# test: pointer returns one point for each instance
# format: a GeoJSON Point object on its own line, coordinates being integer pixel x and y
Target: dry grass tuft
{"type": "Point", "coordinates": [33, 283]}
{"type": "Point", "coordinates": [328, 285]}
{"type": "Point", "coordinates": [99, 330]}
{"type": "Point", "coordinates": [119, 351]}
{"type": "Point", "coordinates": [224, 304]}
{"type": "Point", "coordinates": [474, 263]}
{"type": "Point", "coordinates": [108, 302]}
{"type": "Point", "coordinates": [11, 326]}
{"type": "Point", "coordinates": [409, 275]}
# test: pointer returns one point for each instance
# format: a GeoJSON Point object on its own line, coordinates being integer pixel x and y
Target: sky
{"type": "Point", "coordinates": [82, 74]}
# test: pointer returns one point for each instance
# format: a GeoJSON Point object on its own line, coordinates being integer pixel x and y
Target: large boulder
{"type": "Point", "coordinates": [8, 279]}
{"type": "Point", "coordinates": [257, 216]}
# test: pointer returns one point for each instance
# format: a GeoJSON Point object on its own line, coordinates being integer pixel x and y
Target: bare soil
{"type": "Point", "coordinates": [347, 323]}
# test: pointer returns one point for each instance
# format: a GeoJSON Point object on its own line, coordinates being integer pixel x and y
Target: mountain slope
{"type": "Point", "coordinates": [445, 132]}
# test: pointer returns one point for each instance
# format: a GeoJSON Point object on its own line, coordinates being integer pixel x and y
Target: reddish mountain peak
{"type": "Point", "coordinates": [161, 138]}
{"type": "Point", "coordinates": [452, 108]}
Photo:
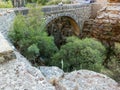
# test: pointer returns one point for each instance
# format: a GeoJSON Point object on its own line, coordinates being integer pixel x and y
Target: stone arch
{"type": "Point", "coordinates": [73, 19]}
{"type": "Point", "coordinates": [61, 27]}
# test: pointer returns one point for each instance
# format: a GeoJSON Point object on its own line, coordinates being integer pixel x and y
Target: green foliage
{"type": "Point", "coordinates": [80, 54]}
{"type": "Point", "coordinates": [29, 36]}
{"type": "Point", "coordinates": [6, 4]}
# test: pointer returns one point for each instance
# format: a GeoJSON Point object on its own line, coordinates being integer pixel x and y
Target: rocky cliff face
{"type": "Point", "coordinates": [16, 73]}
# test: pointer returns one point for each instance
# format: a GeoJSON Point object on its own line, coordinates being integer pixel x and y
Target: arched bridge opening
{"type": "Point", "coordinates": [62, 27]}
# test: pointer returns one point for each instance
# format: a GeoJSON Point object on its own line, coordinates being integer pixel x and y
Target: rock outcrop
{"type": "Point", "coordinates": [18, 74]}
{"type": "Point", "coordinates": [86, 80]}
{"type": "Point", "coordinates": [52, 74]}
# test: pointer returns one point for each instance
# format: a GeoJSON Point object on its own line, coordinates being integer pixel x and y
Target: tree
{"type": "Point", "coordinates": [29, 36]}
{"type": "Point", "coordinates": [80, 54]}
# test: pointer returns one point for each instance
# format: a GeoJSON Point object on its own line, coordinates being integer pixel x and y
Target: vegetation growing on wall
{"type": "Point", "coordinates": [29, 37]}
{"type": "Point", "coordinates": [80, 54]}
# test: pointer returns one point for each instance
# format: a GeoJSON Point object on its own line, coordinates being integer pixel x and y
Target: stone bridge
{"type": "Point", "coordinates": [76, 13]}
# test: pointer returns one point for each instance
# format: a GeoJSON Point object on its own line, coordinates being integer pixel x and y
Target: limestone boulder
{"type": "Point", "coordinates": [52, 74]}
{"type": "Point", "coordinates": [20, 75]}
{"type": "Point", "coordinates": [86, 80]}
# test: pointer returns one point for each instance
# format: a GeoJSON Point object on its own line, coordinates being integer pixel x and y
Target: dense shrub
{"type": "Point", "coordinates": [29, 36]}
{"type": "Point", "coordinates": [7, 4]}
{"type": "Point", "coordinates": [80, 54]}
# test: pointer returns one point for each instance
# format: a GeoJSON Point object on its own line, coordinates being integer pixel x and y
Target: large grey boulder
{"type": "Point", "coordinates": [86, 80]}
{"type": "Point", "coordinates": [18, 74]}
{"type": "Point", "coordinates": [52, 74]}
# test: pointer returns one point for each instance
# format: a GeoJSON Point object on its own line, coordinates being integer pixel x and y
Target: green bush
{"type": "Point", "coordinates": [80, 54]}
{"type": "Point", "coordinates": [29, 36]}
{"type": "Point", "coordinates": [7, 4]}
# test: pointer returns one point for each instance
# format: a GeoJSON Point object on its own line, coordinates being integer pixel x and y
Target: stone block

■ EXERCISE AIM ■
Show every line in the records above that contains the word "green".

■ RESULT FOR THIS EXERCISE ■
Target: green foliage
Target: green bush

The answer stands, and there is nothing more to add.